→ **To do**: In the material below, switch "indicate" to "mark" throughout the stretch from the line containing "Task: indicate the grey" through the line containing "x=270 y=259", and give back only those lines, otherwise unchanged and with the pictures omitted.

→ **Data in this exercise**:
☆ ☆ ☆ ☆ ☆

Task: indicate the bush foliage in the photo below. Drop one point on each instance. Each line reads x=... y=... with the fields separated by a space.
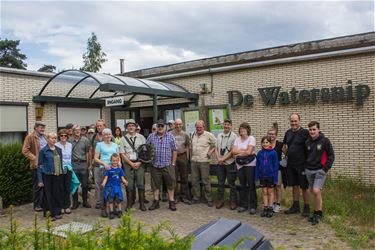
x=128 y=235
x=15 y=175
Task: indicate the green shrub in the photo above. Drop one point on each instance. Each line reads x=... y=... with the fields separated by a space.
x=15 y=175
x=128 y=235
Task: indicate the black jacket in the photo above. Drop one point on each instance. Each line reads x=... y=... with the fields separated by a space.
x=319 y=153
x=296 y=147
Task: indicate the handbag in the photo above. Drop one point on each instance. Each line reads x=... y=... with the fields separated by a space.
x=284 y=161
x=244 y=160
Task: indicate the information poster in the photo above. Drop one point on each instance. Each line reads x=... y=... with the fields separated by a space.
x=216 y=117
x=190 y=118
x=121 y=124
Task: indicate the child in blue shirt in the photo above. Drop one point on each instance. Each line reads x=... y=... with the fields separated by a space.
x=112 y=185
x=266 y=172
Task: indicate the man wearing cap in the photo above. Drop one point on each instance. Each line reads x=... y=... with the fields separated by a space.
x=170 y=125
x=31 y=147
x=81 y=163
x=98 y=172
x=164 y=164
x=183 y=145
x=226 y=168
x=134 y=169
x=202 y=146
x=69 y=129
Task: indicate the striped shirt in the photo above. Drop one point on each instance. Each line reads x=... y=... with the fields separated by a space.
x=164 y=147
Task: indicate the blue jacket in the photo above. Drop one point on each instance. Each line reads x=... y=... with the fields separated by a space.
x=46 y=163
x=267 y=165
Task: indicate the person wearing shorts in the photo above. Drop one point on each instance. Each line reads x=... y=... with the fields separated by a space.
x=267 y=173
x=320 y=157
x=294 y=148
x=164 y=164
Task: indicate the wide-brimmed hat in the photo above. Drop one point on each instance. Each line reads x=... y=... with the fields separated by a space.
x=130 y=121
x=39 y=123
x=69 y=126
x=160 y=121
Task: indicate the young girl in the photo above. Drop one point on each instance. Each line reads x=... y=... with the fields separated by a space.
x=266 y=172
x=112 y=185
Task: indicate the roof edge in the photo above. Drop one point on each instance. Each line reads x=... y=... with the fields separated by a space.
x=283 y=51
x=25 y=72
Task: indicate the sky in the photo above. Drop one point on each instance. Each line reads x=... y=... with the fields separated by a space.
x=151 y=33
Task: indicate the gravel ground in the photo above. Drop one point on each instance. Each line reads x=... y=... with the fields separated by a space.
x=284 y=231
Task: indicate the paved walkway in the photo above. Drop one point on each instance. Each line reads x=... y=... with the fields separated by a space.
x=285 y=232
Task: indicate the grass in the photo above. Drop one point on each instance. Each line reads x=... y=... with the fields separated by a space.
x=348 y=206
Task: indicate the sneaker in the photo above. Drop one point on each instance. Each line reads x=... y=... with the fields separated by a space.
x=104 y=213
x=306 y=211
x=111 y=215
x=86 y=205
x=294 y=209
x=269 y=212
x=172 y=205
x=233 y=205
x=164 y=197
x=264 y=213
x=38 y=209
x=58 y=217
x=315 y=219
x=155 y=205
x=219 y=204
x=276 y=208
x=241 y=209
x=194 y=201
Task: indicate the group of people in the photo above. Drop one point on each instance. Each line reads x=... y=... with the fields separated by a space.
x=59 y=167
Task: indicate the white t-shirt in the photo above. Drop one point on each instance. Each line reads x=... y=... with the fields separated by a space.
x=240 y=144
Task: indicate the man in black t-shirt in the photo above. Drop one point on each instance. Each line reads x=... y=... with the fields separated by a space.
x=294 y=147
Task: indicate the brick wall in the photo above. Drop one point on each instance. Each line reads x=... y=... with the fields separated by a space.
x=21 y=87
x=351 y=128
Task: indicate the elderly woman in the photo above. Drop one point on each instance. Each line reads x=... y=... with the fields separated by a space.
x=50 y=169
x=103 y=153
x=66 y=149
x=244 y=146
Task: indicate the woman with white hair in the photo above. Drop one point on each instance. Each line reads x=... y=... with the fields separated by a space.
x=50 y=176
x=103 y=153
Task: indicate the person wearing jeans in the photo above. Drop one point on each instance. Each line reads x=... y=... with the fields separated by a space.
x=245 y=145
x=226 y=168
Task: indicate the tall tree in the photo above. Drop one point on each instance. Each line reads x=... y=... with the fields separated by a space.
x=47 y=68
x=10 y=55
x=94 y=57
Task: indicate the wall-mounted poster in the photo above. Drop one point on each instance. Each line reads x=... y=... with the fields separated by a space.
x=121 y=124
x=190 y=118
x=216 y=117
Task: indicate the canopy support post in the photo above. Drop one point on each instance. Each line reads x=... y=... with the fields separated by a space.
x=155 y=107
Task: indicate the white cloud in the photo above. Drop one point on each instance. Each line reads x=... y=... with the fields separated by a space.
x=151 y=34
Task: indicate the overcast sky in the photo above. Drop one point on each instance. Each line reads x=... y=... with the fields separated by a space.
x=149 y=34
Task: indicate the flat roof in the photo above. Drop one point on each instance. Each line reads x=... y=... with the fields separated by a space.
x=283 y=51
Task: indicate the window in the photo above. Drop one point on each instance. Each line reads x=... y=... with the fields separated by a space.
x=13 y=123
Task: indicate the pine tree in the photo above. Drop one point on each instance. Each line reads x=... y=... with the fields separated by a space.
x=10 y=55
x=93 y=58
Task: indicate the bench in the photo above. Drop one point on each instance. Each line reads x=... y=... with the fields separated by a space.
x=225 y=232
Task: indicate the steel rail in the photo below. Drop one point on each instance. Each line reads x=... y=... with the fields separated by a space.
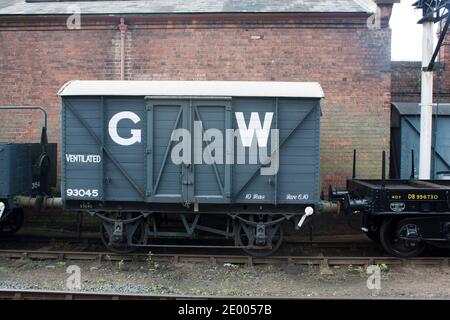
x=221 y=259
x=15 y=294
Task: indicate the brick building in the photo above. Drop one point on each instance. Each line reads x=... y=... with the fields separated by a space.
x=339 y=44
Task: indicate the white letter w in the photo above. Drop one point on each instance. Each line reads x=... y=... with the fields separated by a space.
x=262 y=134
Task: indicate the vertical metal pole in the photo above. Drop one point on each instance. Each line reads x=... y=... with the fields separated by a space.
x=123 y=30
x=426 y=110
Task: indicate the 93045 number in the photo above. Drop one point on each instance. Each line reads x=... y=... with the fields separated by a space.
x=82 y=193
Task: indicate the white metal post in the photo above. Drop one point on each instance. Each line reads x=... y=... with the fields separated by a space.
x=426 y=109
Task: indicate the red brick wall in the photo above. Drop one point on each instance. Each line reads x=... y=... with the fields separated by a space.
x=351 y=62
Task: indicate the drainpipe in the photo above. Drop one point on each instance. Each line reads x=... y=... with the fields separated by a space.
x=123 y=29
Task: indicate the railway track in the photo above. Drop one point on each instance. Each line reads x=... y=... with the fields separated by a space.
x=221 y=259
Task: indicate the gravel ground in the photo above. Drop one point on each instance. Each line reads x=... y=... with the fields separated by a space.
x=227 y=280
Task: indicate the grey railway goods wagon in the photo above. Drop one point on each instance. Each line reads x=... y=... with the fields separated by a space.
x=191 y=146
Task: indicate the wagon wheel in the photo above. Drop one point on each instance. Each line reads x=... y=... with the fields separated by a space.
x=246 y=237
x=396 y=246
x=13 y=222
x=136 y=230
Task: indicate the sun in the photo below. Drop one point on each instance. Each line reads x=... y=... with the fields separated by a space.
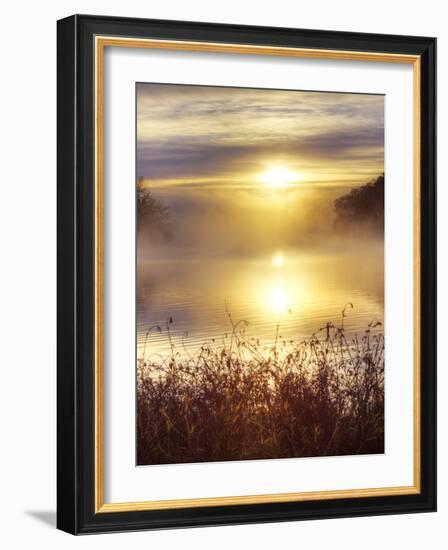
x=278 y=177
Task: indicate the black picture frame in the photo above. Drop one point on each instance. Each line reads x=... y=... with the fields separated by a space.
x=76 y=272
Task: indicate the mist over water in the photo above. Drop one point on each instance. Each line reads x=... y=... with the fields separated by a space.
x=270 y=259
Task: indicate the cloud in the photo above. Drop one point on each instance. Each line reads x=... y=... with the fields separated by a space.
x=195 y=132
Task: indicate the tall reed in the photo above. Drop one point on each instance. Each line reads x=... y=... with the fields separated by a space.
x=239 y=400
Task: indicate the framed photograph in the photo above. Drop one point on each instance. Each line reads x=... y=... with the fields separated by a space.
x=246 y=274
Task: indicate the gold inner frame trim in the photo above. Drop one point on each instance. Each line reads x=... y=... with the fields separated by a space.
x=101 y=42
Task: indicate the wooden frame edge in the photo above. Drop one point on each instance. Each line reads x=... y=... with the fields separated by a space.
x=110 y=41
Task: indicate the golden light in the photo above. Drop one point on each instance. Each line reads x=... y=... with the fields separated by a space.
x=278 y=299
x=278 y=260
x=278 y=177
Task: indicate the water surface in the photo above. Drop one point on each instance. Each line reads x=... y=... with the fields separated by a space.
x=298 y=291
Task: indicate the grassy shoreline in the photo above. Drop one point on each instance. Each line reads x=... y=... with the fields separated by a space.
x=323 y=396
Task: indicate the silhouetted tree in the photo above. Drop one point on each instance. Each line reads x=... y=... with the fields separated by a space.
x=362 y=208
x=152 y=216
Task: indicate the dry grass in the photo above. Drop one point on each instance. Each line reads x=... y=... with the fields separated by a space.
x=236 y=401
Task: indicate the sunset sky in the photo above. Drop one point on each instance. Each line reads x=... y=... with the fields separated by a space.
x=253 y=169
x=244 y=138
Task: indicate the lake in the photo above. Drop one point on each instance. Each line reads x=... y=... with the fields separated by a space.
x=299 y=291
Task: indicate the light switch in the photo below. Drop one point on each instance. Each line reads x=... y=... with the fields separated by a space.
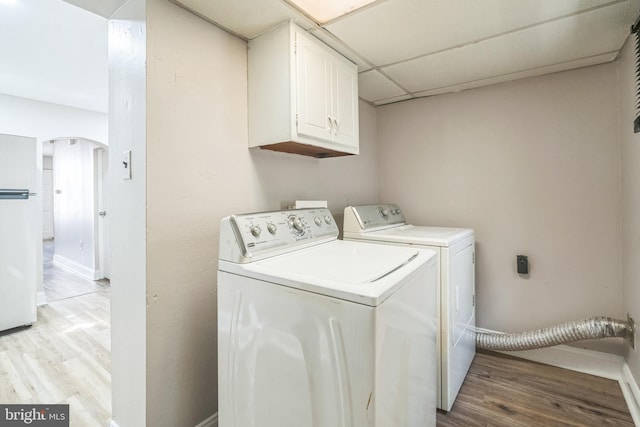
x=126 y=164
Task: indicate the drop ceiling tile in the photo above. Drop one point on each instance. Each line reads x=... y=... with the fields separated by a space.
x=397 y=30
x=393 y=99
x=373 y=86
x=245 y=18
x=560 y=41
x=594 y=60
x=340 y=47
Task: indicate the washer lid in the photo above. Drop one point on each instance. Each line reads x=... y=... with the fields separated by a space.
x=356 y=271
x=418 y=235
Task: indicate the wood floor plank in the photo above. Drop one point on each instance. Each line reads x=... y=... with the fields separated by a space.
x=504 y=391
x=64 y=357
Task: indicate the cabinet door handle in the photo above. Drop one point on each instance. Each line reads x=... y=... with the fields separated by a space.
x=333 y=125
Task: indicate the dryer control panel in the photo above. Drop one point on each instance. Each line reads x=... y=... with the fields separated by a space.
x=250 y=237
x=365 y=217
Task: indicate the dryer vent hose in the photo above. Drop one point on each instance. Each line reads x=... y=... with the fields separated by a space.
x=588 y=329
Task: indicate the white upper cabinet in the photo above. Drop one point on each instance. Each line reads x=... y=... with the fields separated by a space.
x=303 y=96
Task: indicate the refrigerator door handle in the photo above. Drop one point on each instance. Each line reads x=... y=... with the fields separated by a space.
x=15 y=194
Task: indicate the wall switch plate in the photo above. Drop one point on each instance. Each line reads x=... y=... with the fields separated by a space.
x=126 y=164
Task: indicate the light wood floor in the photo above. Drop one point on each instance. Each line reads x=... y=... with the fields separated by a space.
x=505 y=391
x=65 y=356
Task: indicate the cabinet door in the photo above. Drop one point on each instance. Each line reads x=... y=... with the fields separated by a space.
x=313 y=77
x=345 y=103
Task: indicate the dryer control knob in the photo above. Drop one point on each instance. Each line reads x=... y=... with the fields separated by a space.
x=271 y=227
x=297 y=225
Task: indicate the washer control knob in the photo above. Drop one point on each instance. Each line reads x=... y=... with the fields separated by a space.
x=297 y=225
x=255 y=230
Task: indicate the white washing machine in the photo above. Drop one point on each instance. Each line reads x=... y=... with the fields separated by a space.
x=456 y=277
x=315 y=331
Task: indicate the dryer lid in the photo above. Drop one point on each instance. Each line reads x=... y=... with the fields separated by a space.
x=414 y=234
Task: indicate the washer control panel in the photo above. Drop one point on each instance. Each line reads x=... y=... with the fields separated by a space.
x=262 y=234
x=373 y=216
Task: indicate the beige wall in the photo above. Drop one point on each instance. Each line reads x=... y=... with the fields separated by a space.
x=630 y=195
x=199 y=170
x=533 y=167
x=127 y=124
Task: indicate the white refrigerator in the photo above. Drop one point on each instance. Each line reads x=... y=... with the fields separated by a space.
x=20 y=230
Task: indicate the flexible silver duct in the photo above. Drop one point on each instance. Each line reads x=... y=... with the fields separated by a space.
x=593 y=328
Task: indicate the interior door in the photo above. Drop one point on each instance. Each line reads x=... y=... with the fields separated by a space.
x=102 y=211
x=47 y=204
x=20 y=231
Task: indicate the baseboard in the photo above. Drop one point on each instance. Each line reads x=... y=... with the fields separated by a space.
x=74 y=267
x=41 y=298
x=631 y=393
x=212 y=421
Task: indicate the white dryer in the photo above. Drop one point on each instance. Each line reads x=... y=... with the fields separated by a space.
x=456 y=277
x=315 y=331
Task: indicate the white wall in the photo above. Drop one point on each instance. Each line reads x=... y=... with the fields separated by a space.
x=127 y=131
x=630 y=195
x=196 y=167
x=42 y=120
x=534 y=167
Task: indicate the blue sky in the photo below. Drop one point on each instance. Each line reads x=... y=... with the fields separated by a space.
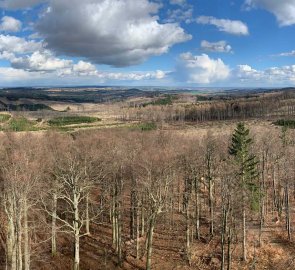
x=193 y=43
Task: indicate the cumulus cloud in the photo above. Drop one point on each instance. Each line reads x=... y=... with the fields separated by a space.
x=247 y=73
x=292 y=53
x=283 y=10
x=117 y=33
x=19 y=4
x=178 y=2
x=275 y=75
x=220 y=46
x=17 y=45
x=180 y=15
x=10 y=24
x=201 y=69
x=229 y=26
x=40 y=61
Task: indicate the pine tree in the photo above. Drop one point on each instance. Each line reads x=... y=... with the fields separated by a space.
x=247 y=172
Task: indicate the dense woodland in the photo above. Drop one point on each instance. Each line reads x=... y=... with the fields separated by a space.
x=122 y=199
x=232 y=107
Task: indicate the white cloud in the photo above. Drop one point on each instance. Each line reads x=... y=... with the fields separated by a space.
x=220 y=46
x=83 y=67
x=180 y=15
x=284 y=10
x=10 y=24
x=224 y=25
x=246 y=73
x=292 y=53
x=11 y=74
x=17 y=45
x=117 y=33
x=178 y=2
x=19 y=4
x=40 y=61
x=201 y=69
x=284 y=75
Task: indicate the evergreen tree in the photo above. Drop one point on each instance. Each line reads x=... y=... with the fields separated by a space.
x=247 y=172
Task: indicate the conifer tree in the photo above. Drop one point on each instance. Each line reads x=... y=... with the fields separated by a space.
x=247 y=172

☆ ☆ ☆ ☆ ☆

→ **Right answer**:
Task: mark the grey railway goods wagon in the photo above. Drop one point on each instance. Each line reads x=... y=... with the fields separated by a space.
x=191 y=146
Task: mark the wagon wheel in the photo above. Drop one point on each instance. Each line reads x=... y=... with the fields separated by a space.
x=246 y=237
x=396 y=246
x=13 y=222
x=136 y=230
Task: mark the sun in the photo below. Drop one point on each instance. Each line reads x=... y=... with the fields separated by a space.
x=278 y=177
Task: mark the black picture frame in the photo above. Drop one point on each instance. Each line reads x=... y=... with the fields separated by a space.
x=76 y=272
Task: mark the mist over water in the photo above. Drop one point on each instance. Each line reads x=... y=... with the fields separated by a space.
x=270 y=259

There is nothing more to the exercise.